**Page extract:**
────────────────
A failure to give reasons does not ipso facto amount to an error of law, and the occasions when a Court of Appeal will identify such a failure as an error of law will vary according to the nature of the case. Generally speaking, an error of law is discerned when the Court draws the inference that the relevant tribunal has failed in some respect to exercise its powers according to law. A lack of transparency, or obfuscation of the true basis of a decision may make it easier for a court to identify such an error.[28] [footnotes omitted]

  1. [68]
    In our view, the Reasons do not enable the parties to understand the basis upon which the Member has, seemingly, rejected the contention that the fourth and fifth representations were actionable misrepresentations (or, to put it in the language of s 574 of PAMDA, were representations that were false or misleading in relation to the sale of property).[29]  In our view, the letter referenced at Reasons [67] and [68] (and relied upon by the Chief Executive at paragraph 7 of its submissions) is immaterial to this issue.[30]  In any event, even if it could be material, the Member’s reasons do not identify how this is so.
  2. [69]
    There is a relevant lack of transparency or obfuscation of the true basis for the Member’s conclusions insofar as the fourth and fifth representations are concerned.  In our view, the absence of any adequate reasons in this regard amounts to an error of law.

Reliance/inducement

  1. [70]
    At Reasons 69(b), the Member found that the Applicants had not established that they relied on the statements of the Agent.  In our view, this finding is at odds with the Member’s findings at Reasons [58] and [70].
────────────────
**Records provided:**
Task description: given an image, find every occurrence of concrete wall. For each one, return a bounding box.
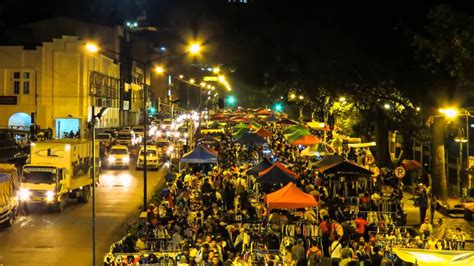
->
[0,36,120,137]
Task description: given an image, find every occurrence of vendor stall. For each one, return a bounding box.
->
[265,182,318,209]
[257,162,298,184]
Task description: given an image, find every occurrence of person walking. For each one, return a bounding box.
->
[418,183,428,224]
[329,235,342,266]
[430,193,438,224]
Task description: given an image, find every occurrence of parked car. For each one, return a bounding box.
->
[117,130,137,147]
[107,145,130,168]
[137,145,160,170]
[95,133,114,147]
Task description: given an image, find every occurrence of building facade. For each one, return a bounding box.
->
[0,36,120,138]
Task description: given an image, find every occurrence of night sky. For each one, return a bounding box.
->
[0,0,474,107]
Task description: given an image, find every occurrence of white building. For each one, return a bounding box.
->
[0,36,120,138]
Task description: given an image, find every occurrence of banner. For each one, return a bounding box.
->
[393,248,474,266]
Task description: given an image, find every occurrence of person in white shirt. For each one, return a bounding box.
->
[329,236,342,266]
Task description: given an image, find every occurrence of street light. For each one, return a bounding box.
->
[188,43,201,55]
[439,108,459,119]
[86,43,99,54]
[155,66,165,74]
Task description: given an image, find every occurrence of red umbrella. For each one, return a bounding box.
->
[291,134,321,146]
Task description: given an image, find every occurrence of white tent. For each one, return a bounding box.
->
[301,143,336,157]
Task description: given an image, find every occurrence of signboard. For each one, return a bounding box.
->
[0,96,18,105]
[203,76,219,81]
[393,166,406,178]
[365,154,375,165]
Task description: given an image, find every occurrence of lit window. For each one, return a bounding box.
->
[13,80,20,94]
[23,80,30,94]
[23,72,30,94]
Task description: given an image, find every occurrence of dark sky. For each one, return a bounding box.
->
[0,0,473,106]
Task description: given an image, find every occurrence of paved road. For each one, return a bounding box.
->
[0,161,166,266]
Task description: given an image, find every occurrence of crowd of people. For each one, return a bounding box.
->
[104,121,465,266]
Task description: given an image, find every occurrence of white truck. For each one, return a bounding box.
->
[0,163,20,227]
[18,139,100,212]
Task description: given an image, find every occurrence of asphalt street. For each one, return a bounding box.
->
[0,160,166,266]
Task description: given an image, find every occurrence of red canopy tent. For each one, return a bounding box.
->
[255,127,272,138]
[291,134,321,146]
[265,182,318,209]
[256,108,272,115]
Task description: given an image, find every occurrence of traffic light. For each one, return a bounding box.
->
[227,95,237,105]
[273,103,283,112]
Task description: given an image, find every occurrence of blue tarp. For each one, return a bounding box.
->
[247,158,273,175]
[235,132,267,144]
[179,145,217,163]
[257,167,296,184]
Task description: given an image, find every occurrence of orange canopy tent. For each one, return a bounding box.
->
[257,162,299,184]
[291,134,320,146]
[265,182,318,209]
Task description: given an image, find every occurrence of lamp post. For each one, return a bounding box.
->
[86,43,202,211]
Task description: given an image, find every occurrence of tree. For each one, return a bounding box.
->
[413,5,474,199]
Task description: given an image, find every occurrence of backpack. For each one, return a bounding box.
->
[308,249,321,266]
[320,220,332,237]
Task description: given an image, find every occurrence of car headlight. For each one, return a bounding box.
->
[18,188,31,201]
[123,156,130,163]
[46,190,54,202]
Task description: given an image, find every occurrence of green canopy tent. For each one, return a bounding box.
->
[284,129,311,143]
[283,124,308,134]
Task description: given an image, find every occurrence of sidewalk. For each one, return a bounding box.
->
[402,192,474,244]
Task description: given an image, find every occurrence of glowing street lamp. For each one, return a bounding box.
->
[188,43,201,55]
[155,66,165,74]
[439,108,458,118]
[86,43,99,54]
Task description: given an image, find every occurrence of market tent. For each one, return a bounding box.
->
[277,118,298,125]
[265,182,318,209]
[249,121,262,129]
[282,124,308,134]
[233,123,249,129]
[256,108,272,115]
[318,160,374,176]
[312,155,346,168]
[232,128,250,139]
[235,132,267,144]
[207,121,225,129]
[291,134,321,146]
[263,115,278,122]
[257,162,298,184]
[306,121,327,130]
[300,142,336,157]
[402,160,421,171]
[284,129,311,143]
[393,248,474,266]
[179,145,217,163]
[247,158,273,175]
[255,127,272,138]
[229,116,250,123]
[197,136,219,144]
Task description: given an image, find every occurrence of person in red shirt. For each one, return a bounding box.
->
[354,213,369,239]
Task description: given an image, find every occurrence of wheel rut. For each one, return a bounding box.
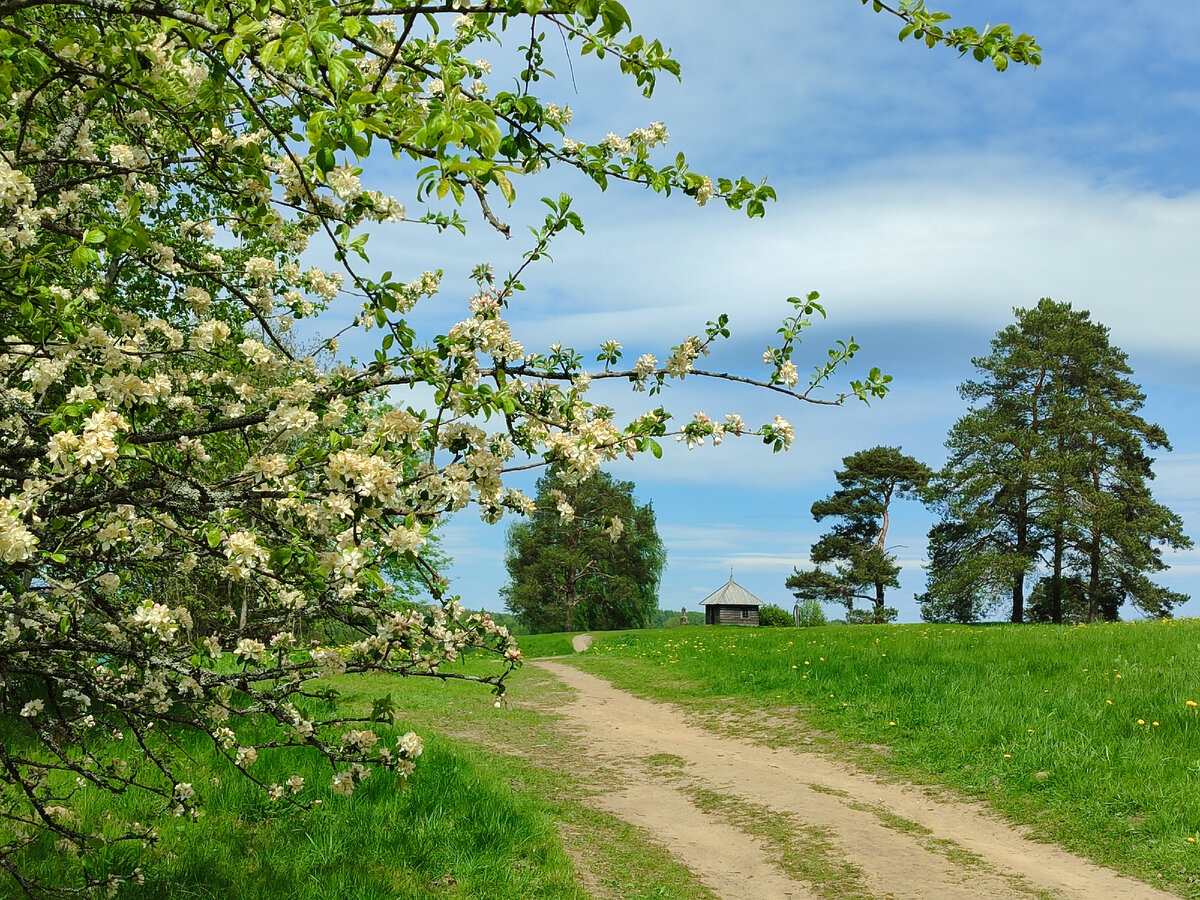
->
[530,660,1176,900]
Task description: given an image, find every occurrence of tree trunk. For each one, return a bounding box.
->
[1013,486,1030,624]
[1050,526,1063,625]
[1087,530,1100,622]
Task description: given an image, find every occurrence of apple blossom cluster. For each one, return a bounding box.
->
[0,0,882,893]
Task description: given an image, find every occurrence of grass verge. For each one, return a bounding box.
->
[0,661,710,900]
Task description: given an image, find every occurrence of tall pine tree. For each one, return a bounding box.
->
[785,446,934,622]
[922,299,1190,622]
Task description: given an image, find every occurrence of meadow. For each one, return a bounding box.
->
[566,620,1200,896]
[0,657,709,900]
[9,620,1200,900]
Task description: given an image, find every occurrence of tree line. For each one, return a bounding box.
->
[786,299,1192,623]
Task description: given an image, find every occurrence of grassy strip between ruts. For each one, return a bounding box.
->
[0,662,710,900]
[559,620,1200,898]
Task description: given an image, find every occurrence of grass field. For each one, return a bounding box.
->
[564,620,1200,896]
[0,657,709,900]
[9,622,1200,900]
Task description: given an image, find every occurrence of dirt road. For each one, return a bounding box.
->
[532,660,1177,900]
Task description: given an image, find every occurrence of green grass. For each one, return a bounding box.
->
[517,631,581,659]
[572,620,1200,898]
[0,660,709,900]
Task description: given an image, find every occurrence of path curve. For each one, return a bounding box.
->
[530,657,1178,900]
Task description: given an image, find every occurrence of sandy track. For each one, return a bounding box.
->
[534,660,1177,900]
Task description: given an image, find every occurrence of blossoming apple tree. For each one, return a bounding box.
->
[0,0,1037,890]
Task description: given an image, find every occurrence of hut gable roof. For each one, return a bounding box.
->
[700,576,763,606]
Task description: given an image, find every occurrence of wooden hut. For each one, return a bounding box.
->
[701,575,762,625]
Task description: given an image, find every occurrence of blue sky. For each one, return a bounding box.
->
[360,0,1200,622]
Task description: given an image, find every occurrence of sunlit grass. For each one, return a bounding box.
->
[566,620,1200,896]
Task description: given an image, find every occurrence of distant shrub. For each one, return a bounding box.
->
[796,598,829,628]
[758,604,796,628]
[846,606,900,625]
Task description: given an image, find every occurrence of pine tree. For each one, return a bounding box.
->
[785,446,932,622]
[922,299,1190,622]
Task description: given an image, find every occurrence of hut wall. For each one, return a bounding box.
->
[708,606,758,625]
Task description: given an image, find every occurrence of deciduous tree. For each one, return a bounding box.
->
[0,0,1038,892]
[504,472,666,632]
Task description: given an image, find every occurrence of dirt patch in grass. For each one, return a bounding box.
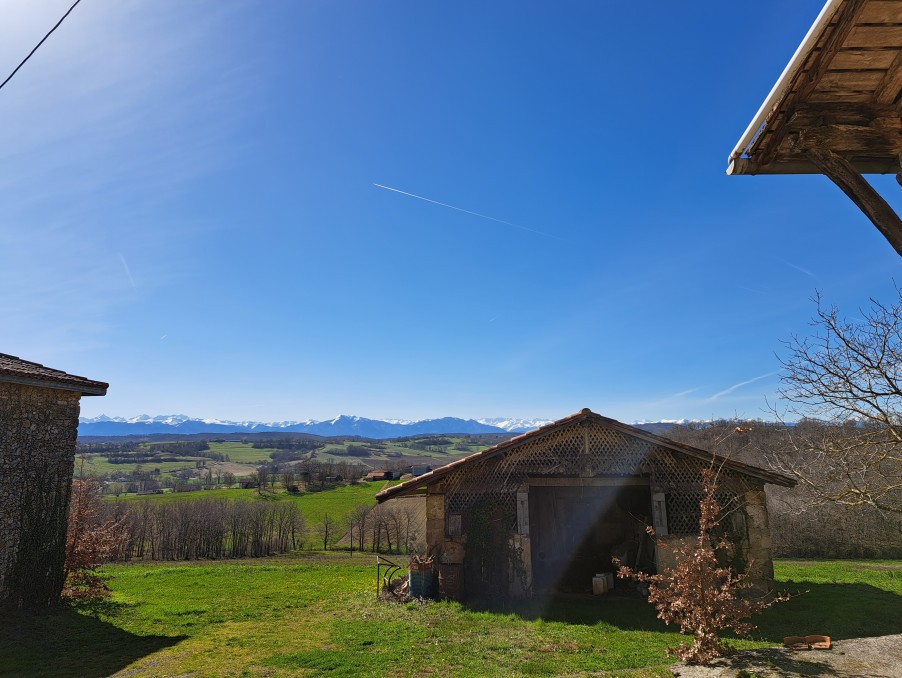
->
[671,634,902,678]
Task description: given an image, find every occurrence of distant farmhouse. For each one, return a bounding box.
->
[377,409,795,596]
[0,353,108,610]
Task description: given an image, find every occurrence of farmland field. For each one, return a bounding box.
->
[110,481,393,524]
[0,554,902,676]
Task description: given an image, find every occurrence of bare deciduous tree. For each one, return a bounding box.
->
[316,513,339,551]
[615,468,787,664]
[770,293,902,514]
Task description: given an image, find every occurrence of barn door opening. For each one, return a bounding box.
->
[529,484,653,593]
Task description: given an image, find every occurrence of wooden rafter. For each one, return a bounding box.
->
[874,49,902,104]
[759,0,867,165]
[793,134,902,256]
[727,0,902,255]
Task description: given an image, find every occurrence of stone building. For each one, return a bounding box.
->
[0,353,108,610]
[377,409,795,596]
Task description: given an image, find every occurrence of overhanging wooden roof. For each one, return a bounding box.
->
[727,0,902,254]
[376,408,796,502]
[0,353,110,395]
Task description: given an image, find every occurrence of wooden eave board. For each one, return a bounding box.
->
[747,0,902,174]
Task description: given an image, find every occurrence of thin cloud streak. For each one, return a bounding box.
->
[708,370,780,401]
[119,253,138,290]
[373,182,568,242]
[783,261,820,280]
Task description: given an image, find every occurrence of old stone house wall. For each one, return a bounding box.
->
[0,382,81,609]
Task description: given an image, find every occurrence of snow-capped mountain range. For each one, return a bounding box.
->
[78,414,551,438]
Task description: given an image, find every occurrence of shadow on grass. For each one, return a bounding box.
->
[465,582,902,643]
[753,581,902,643]
[0,604,185,678]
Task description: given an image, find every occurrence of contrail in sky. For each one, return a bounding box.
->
[708,370,780,400]
[119,254,138,289]
[373,182,567,242]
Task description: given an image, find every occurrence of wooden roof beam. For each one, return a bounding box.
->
[874,49,902,104]
[792,132,902,256]
[755,0,867,165]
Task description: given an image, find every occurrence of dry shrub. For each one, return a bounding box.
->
[617,469,786,664]
[63,478,127,600]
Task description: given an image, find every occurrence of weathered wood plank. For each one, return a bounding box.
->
[830,47,902,70]
[858,0,902,24]
[796,135,902,256]
[781,125,902,156]
[842,26,902,49]
[874,51,902,104]
[789,103,902,129]
[755,0,867,165]
[816,71,886,92]
[807,91,874,104]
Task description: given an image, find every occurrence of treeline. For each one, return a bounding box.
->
[106,499,307,561]
[667,420,902,558]
[97,498,425,561]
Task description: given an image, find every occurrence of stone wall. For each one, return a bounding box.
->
[655,488,774,592]
[0,383,80,609]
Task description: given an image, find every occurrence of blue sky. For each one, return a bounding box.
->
[0,0,902,421]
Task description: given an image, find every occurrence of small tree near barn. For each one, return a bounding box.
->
[63,478,127,599]
[615,468,786,663]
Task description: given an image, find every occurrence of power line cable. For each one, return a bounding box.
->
[0,0,81,89]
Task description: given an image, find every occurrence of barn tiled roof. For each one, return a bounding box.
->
[376,408,796,502]
[0,353,109,395]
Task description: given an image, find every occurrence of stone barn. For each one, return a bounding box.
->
[377,409,794,597]
[0,353,108,610]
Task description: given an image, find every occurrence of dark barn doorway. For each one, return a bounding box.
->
[529,485,653,593]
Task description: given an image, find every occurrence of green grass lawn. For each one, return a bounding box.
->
[0,554,902,677]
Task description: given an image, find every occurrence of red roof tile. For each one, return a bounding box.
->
[0,353,110,395]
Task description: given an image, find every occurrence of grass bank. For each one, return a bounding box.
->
[0,554,902,676]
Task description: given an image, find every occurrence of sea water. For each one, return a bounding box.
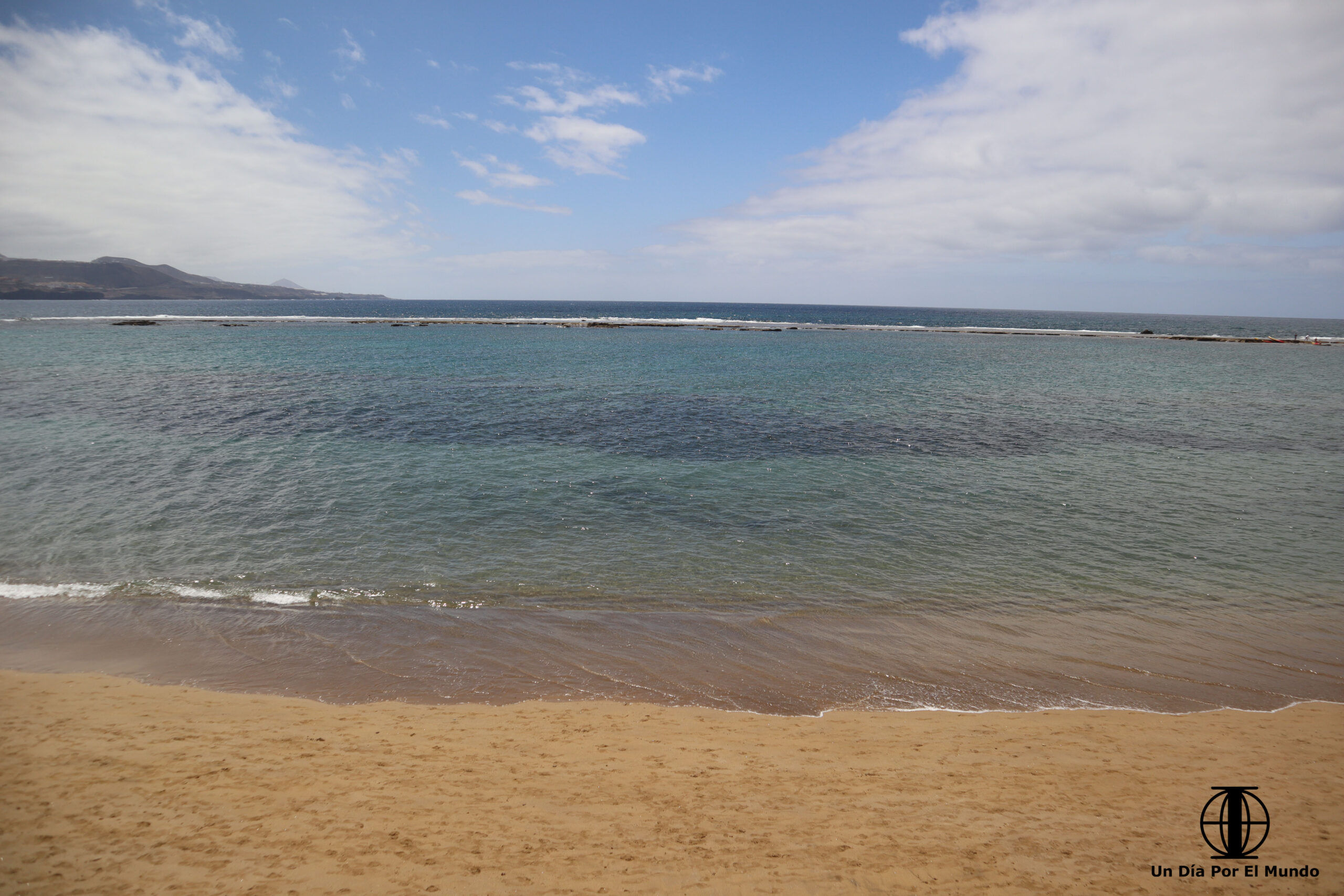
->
────────────────
**Your tasks:**
1. Using the appeal decision excerpt, answer the following:
(a) Under which section of PAMDA are representations described as false or misleading in relation to the sale of property?
(b) At which paragraph of its submissions did the Chief Executive rely on the letter referenced in the Reasons?
(c) At Reasons 69(b), what did the Member find that the Applicants had not established?
2. List every paragraph of the Member's Reasons that the appeal decision excerpt cites, in the order in which they appear.
3. Continue the appeal decision excerpt from the point at which it ends.
The records are separate material and have no connection to the appeal decision excerpt.

**Answers per task:**
1.
(a) Section 574.
(b) Paragraph 7.
(c) That they relied on the statements of the Agent.

2.
Reasons [67]
Reasons [68]
Reasons 69(b)
Reasons [58]
Reasons [70]

3.
  2. [71]
    The Member stated at Reasons [58]:

The misrepresentations that the Suttons complain of are the representations that led them to agree to enter into the arrangements.[31]

  1. [72]
    And at Reasons [70]:

The Suttons have not established that the representations that induced them to enter into the Contract were misrepresentations that were false, and on which they reasonably relied. [underlining added]

  1. [73]
    On our reading of those paragraphs, the Member has found that the Applicants in fact relied upon the all of the alleged representations in deciding to enter into the contract.  We consider that those findings cannot be reconciled with the conclusion or finding reached at Reasons [69(b)]. 
  2. [74]
    In our view, the conclusion reached by the Member at Reasons [70] further complicates the issue.  The Member’s statement that the Applicants had failed to establish that the representations that induced them to enter into the contract were misrepresentations on which they “reasonably relied” appears to import a test, namely reasonable reliance which, in our view, is not a requirement for establishing inducement or reliance in a misrepresentation case such as one under s 574 of PAMDA.
  3. [75]
    We also note that the Member referred to a letter from the Applicants’ accountant which the Member said suggested that “the [Applicants] did seek advice from their accountant before the Deposit Bond was issued, and that they did not rely solely on the representations of the agent” (emphasis added).[32]  On its face, this statement may be taken to suggest that the Applicants relied partly on the representations of the Agent and partly on the advice from the Applicants’ accountant.  If so, such a finding would be sufficient, in our view, to establish reliance; it being settled that the contravening conduct need only be a contributing cause, it need not be the sole inducement.[33]  The fact that the Applicants did not rely “solely” on the representations of the Agent would not preclude a finding of reliance.  
  4. [76]
    It is also unclear how the finding that the Applicants sought advice from their accountant sits with the subsequent finding (at Reasons [88]) that the Applicants committed themselves to a very large financial commitment “without seeking legal or financial advice” (emphasis added).  If the “advice” referred to in Reasons [68(a)] was not financial (or legal) advice, it is difficult to identify what type of advice the Member was referring to.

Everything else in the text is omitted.